» TRY IT
Continue the recipe for crunchy prawn and ginger salad, picking up the method directly after its final step.

» READING PASSAGE
Crunchy salad with prawns and ginger

- Prepare
- less than 30 mins
- Cook
- less than 10 mins
- Serve
- Serves 4-6
Full of flavour, colour and crunch this high protein prawn salad can be made in advance and all mixed together just before serving. Perfect for packed lunches.
Each serving provides 503 kcal, 33.7g protein, 26g carbohydrate (of which 24g sugars), 26.8g fat (of which 11.2g saturates), 11.4g fibre and 4.58g salt.
Ingredients
For the dressing
- 20g/¾oz fresh root ginger, peeled and finely grated
- 2 limes, juice and zest
- 2 tbsp soy sauce
- 1 tbsp runny honey
- 4 tbsp crunchy peanut butter
For the salad
- 30g/1oz desiccated coconut
- 100g/3½oz red or white cabbage, very thinly sliced
- 1 medium carrot (approx. 100g/3½oz), grated
- 1 red pepper, seeds and core removed then thinly sliced
- ¼ cucumber (approx. 100g/3½oz), thinly sliced
- 3 spring onions, thinly sliced
- 30g/1oz fresh coriander, stalks finely chopped, leaves roughly chopped
- 20g/¾oz fresh mint leaves, leaves picked and roughly chopped
- 200–250g/7–9oz cooked and peeled prawns
Method
To make the dressing, place the grated ginger in a large mixing bowl. Whisk in the lime juice and zest, soy sauce, honey and peanut butter. Set aside.

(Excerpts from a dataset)
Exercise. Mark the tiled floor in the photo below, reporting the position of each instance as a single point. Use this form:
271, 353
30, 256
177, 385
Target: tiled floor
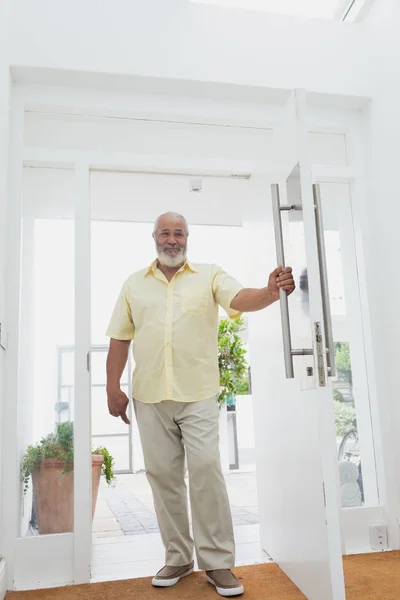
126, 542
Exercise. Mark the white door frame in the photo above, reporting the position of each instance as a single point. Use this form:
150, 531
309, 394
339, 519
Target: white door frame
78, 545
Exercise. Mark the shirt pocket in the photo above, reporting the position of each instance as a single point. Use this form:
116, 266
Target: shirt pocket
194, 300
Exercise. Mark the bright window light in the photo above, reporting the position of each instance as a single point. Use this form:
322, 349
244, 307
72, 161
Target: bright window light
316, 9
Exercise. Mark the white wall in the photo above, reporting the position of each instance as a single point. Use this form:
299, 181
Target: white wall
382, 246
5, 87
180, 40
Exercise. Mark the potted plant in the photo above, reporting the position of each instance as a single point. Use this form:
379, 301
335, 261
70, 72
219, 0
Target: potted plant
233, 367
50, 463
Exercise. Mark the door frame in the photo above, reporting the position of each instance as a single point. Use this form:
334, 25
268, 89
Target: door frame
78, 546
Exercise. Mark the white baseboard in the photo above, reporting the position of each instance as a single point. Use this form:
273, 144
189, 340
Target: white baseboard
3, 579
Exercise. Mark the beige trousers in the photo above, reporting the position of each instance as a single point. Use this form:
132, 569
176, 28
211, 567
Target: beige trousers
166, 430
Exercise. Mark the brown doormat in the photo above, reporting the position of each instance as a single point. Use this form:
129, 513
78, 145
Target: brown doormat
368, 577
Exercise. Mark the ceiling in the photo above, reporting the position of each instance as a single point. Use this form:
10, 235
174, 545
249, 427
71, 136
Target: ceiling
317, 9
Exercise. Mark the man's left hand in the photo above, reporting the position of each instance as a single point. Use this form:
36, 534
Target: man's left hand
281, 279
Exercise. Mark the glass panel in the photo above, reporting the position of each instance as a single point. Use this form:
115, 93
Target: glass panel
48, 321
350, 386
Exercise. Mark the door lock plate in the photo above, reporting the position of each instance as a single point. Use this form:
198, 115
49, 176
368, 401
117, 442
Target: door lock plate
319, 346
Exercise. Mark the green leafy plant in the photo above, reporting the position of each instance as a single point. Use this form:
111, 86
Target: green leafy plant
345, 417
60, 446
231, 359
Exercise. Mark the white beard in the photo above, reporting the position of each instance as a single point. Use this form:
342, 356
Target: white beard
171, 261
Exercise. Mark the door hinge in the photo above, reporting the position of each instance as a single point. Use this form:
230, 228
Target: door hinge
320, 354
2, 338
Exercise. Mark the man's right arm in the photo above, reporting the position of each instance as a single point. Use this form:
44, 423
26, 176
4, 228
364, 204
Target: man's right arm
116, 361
...
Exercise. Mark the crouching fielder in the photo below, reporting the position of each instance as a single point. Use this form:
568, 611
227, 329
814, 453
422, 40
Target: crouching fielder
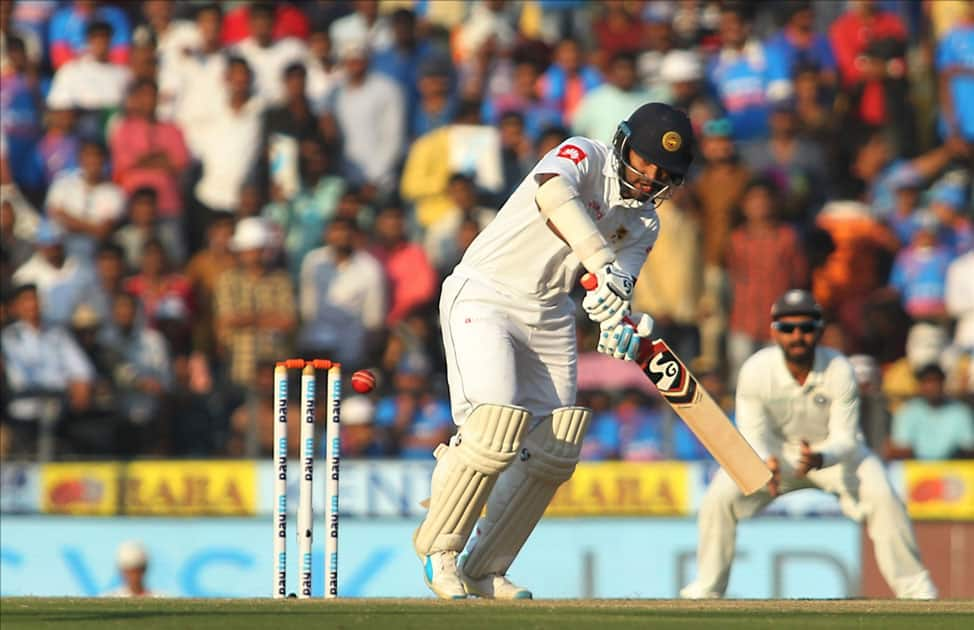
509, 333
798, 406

» TASK RESPONSE
To make the salad, place a small frying pan on a low heat then add the coconut and gently toast for 3–5 minutes, until lightly browned. Tip into a small bowl and set aside.
Place the cabbage, carrot, pepper, cucumber and spring onion on top of the dressing, but don’t mix.
Add the herbs to the bowl and place the prawns on top. This can now be covered and kept in the fridge for up to a day.
When ready to eat, sprinkle over the toasted coconut and mix well. Pile into bowls and serve.